Take every entry below and copy it out word for word.

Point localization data
┌──

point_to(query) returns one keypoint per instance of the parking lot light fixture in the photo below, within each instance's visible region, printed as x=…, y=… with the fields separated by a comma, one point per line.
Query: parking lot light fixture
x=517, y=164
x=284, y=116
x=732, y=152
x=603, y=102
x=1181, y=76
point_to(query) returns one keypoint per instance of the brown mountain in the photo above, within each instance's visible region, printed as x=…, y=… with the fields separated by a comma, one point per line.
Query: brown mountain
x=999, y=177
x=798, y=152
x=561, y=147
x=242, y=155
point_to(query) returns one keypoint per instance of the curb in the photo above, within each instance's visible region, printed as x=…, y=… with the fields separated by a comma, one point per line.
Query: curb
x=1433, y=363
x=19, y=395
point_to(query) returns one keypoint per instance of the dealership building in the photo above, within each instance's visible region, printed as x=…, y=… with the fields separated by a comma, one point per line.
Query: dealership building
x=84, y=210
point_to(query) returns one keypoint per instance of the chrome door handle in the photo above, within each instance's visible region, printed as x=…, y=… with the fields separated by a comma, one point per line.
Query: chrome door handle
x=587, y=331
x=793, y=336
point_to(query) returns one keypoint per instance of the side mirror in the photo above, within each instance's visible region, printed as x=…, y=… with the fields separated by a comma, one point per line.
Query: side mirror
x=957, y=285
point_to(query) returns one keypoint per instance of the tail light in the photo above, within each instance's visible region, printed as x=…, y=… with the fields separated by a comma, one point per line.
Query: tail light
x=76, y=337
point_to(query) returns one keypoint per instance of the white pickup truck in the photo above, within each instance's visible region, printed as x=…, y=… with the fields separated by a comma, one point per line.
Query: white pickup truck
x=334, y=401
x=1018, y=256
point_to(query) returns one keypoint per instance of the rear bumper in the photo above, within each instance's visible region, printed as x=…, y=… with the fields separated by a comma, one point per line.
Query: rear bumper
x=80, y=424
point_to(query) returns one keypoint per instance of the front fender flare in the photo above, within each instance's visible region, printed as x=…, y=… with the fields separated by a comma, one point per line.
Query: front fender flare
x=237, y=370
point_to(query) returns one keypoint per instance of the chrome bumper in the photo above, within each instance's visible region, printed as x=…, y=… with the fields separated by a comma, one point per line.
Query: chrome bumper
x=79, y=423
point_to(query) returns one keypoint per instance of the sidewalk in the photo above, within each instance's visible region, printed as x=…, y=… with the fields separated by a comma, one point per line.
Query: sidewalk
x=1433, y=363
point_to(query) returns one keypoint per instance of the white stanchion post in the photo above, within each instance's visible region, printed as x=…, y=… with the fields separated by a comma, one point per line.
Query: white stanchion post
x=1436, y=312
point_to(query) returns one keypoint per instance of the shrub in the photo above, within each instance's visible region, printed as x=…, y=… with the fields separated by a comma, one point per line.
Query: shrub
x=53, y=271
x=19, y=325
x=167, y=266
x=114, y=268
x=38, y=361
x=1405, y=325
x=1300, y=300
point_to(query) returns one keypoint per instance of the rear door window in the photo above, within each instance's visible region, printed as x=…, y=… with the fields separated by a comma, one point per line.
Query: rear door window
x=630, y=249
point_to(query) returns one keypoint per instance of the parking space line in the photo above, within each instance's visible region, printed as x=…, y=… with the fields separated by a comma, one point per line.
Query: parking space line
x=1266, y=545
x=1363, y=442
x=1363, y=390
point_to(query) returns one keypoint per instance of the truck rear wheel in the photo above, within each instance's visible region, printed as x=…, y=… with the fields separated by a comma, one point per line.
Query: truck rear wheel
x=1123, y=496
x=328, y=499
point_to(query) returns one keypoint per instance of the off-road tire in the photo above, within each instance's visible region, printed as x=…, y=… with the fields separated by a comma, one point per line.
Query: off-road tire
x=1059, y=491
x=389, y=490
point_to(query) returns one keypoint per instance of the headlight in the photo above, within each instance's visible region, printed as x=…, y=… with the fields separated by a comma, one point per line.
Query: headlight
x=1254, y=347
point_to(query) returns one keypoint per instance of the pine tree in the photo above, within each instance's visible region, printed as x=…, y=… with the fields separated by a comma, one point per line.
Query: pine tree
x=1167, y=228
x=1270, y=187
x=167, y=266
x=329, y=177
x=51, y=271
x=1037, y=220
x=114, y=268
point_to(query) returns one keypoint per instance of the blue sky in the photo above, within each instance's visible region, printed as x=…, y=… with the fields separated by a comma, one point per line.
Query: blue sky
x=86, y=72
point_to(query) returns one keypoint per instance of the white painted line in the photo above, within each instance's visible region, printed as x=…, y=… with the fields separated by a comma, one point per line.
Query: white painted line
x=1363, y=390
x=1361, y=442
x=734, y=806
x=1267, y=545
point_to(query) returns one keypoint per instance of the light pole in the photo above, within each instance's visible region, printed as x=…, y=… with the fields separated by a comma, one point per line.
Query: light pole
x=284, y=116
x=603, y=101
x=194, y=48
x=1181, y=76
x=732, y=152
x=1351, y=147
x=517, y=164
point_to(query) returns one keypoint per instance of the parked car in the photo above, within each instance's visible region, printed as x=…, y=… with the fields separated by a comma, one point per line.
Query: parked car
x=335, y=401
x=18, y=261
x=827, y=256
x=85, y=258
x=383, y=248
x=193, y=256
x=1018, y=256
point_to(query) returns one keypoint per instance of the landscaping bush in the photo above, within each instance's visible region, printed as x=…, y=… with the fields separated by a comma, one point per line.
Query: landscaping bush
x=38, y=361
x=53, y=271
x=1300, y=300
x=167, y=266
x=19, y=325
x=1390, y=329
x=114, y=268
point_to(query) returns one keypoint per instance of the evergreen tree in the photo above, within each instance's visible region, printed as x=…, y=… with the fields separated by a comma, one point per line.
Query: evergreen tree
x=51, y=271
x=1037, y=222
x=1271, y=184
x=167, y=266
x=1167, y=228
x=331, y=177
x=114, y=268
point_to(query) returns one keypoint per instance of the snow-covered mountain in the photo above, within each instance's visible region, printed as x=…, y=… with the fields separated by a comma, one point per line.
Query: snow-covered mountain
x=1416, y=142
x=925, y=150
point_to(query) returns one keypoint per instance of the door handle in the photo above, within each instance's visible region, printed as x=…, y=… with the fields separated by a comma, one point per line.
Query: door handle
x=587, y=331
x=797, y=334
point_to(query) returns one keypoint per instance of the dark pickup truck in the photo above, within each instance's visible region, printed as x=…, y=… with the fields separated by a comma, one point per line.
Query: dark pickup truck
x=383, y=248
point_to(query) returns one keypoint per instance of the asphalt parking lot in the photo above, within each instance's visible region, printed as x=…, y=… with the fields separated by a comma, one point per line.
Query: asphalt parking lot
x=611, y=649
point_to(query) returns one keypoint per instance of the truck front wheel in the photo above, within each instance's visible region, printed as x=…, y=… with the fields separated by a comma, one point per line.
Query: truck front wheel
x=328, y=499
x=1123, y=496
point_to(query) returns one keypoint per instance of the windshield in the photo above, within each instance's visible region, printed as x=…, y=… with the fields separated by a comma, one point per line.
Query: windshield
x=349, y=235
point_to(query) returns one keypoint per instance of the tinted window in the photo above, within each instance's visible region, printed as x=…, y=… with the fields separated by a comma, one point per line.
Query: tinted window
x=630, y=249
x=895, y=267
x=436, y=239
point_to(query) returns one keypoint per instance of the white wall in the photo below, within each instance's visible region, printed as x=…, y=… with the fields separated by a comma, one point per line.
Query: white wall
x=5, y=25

└──

**REPLY TO THE TASK:**
point_to(query) returns one keypoint per instance of the parking lot light fixture in the photo below, within each instance's visible region, printed as x=…, y=… with the fields separated by a comma, one point per line.
Query: parking lot light fixture
x=517, y=164
x=284, y=116
x=732, y=152
x=603, y=102
x=1181, y=76
point_to(query) returns one keypoint per instance of the brown mountain in the photo above, within each instance's visible region, printed as x=…, y=… with the fields separated by a comma, one point per line.
Query: brown mountain
x=999, y=177
x=798, y=152
x=561, y=147
x=242, y=155
point_to(query) returns one keypoint per instance of the curb in the photo above, within each instance's visible region, printed as x=…, y=… with the fields separated by a comma, one point per line.
Query: curb
x=1433, y=363
x=19, y=395
point_to(query) returns one keypoint per instance of the dealership building in the photo above, within each instance's visible region, printed as x=…, y=… with the fields separated by a comma, one point per line.
Query: dealership building
x=84, y=210
point_to(query) returns one keypoint per instance of the chrome door handle in the photo above, within each instance's visible region, printed as x=…, y=… with the fields separated by a comma, one point per line.
Query: chrome door handle
x=587, y=331
x=793, y=336
point_to(query) returns one keypoint per instance of the side mirror in the photo above, within each instance's visible region, printed as x=…, y=… with the fields separated by a comma, one point per line.
Query: side mirror
x=957, y=285
point_to(query) returns one keypoint per instance of the tail light in the photo above, within each instance's visible region, printed as x=…, y=… with the fields separated by a comma, one point per line.
Query: tail light
x=76, y=337
point_to(query) returns one keypoint per instance of the white pickup truck in the photo above, within each instance's visible region, printed as x=…, y=… with the fields separated by a comma, one point per line.
Query: white pickup truck
x=334, y=401
x=1018, y=256
point_to(query) returns one keypoint per instance of the rear bumper in the photo above, within each instance's visible region, printed as x=…, y=… with the fields separated by a comma, one point per line.
Query: rear bumper
x=80, y=424
point_to(query) returns one keypoint per instance of the front fender flare in the photo above, within each instance's visible region, printed as x=…, y=… with the fields separated by a comma, one point per line.
Query: front fender flare
x=237, y=370
point_to(query) returns one keypoint per instance of the chrome bumper in the photo above, within each instance's visible region, printed as x=…, y=… with the fields separated by a comma, one point per line.
Query: chrome bumper
x=79, y=423
point_to(query) returns one keypoint per instance of the sidewalk in the photo above, within each instance's visible region, printed as x=…, y=… with the fields separated by a comma, one point per line.
Query: sidewalk
x=1433, y=363
point_to(query) returns one keypoint per instance of the white stanchion post in the photo above, within each instance's visible region, printed as x=…, y=… with the fields separated by a comma, one point per line.
Query: white stanchion post
x=1436, y=312
point_to(query) returns one keypoint per instance of the shrub in the photo above, within each instance's visible region, printed as x=…, y=… with the fields separated by a comma, one point per line.
Query: shrub
x=53, y=271
x=19, y=325
x=167, y=266
x=114, y=268
x=38, y=361
x=1405, y=325
x=1300, y=300
point_to(query) returns one keypoint per instance of the rear door window in the photo above, within each instance's visible region, printed as x=…, y=… with the fields separated by a comma, one point per line.
Query: rear door window
x=630, y=249
point_to(query) returns one keypoint per instance of the parking space line in the photo above, within each instance's visible region, printed as x=…, y=… with the fields separated by a comma, one point per line.
Query: parking space line
x=1266, y=545
x=1363, y=442
x=1363, y=390
point_to(query) returns one keypoint per instance of the truck rear wheel in the photo above, within each instance's visible region, printed as x=…, y=… with the fields separated by a comma, one point per line.
Query: truck rear wheel
x=1123, y=496
x=328, y=499
point_to(query) returns one keypoint per instance of the off-road tire in the photo above, within each instance's visible region, printed as x=…, y=… with the fields separated by a comma, one point per line.
Query: off-road tire
x=1059, y=491
x=389, y=490
point_to(query) returns one keypoint per instance of the headlight in the photo above, within each instance's visible region, printed as x=…, y=… with the fields separated by a comma, one point per line.
Query: headlight
x=1254, y=347
point_to(query) returns one keypoint per instance of the pine tree in the photo above, within each instance's visible region, printed as x=…, y=… with the fields separated by a comma, one point per line.
Query: pine tree
x=1167, y=228
x=1270, y=187
x=167, y=266
x=329, y=177
x=51, y=271
x=1037, y=220
x=114, y=268
point_to(query) returns one keypoint per instance of the blue sky in the photo above, within each instance's visible region, printed as x=…, y=… with the fields separated by a comma, one point per line.
Query: blue sky
x=86, y=72
point_to(query) returns one keypoint per instance of the white painted line in the photo above, within each instance's visible region, printed as x=…, y=… with the fields separated by a comma, one point per line.
Query: white painted line
x=1363, y=390
x=1361, y=442
x=734, y=806
x=1267, y=545
point_to(query) returns one keypoint per instance of the light pole in the photo above, within each instance's visible region, printed as x=…, y=… with the fields separated by a comma, one point per line.
Query: light pole
x=284, y=116
x=603, y=101
x=194, y=48
x=1181, y=76
x=732, y=152
x=1351, y=147
x=517, y=164
point_to(query) returns one keypoint per instance of the parked car in the photo above, within each instance's visible region, printed as x=…, y=… with the fields separated by a comma, one point per line.
Query: parked car
x=335, y=401
x=18, y=261
x=827, y=256
x=85, y=258
x=383, y=248
x=193, y=256
x=1018, y=256
point_to(query) returns one keypoint per instance of the landscaping bush in the photo above, within each instance's visible region, printed as x=…, y=… with the fields separated by a comma, one point per line.
Query: landscaping bush
x=38, y=361
x=53, y=271
x=1300, y=300
x=167, y=266
x=19, y=325
x=1390, y=329
x=114, y=268
point_to(query) returns one keypoint per instance of the evergreen tree in the photo above, within each instance's visible region, printed as x=…, y=… with the fields separated by a comma, one point per line.
Query: evergreen tree
x=51, y=271
x=1037, y=222
x=1271, y=184
x=167, y=266
x=1167, y=228
x=331, y=177
x=114, y=268
point_to(query) returns one keypoint per instance of the snow-covered mountain in the photo above, within each instance's visible region, printed as x=…, y=… with the fields separated by a comma, one point per line.
Query: snow-covered mountain
x=1416, y=142
x=925, y=150
point_to(query) returns one keypoint per instance of the door handle in the photo above, within each instance's visible region, printed as x=…, y=… with the fields separated by a comma, one point per line.
Query: door handle
x=587, y=331
x=797, y=334
point_to(query) returns one keypoint per instance of the dark pickup truck in the photo above, within each instance's visible region, printed as x=…, y=… with the fields separated by a comma, one point per line.
Query: dark pickup truck
x=383, y=248
point_to(query) returns one keypoint per instance of the asphalt parking lot in the photo above, within each instance's visible region, printed as x=…, y=… with the fields separated by a comma, one point per line.
Query: asphalt parking lot
x=611, y=649
point_to(query) returns one keypoint per instance of the truck front wheel in the photo above, within each instance's visible region, printed as x=…, y=… with the fields separated by a comma, one point per line.
Query: truck front wheel
x=328, y=499
x=1123, y=496
point_to(query) returns one keypoint per instance of the windshield in the photo above, within each instance's visible region, printed as x=…, y=… with the fields separated by a comma, one point per line.
Query: windshield
x=349, y=235
point_to(query) returns one keypoint per instance of the tinted window in the photo above, within each instance's visible region, printed as x=…, y=… with the fields separated by a comma, one point per line.
Query: tinted window
x=630, y=249
x=895, y=267
x=436, y=239
point_to(query) returns one keypoint per instance of the white wall in the photo below, within each instance's visible region, printed as x=…, y=… with the fields separated by a comma, one point per line.
Query: white wall
x=5, y=25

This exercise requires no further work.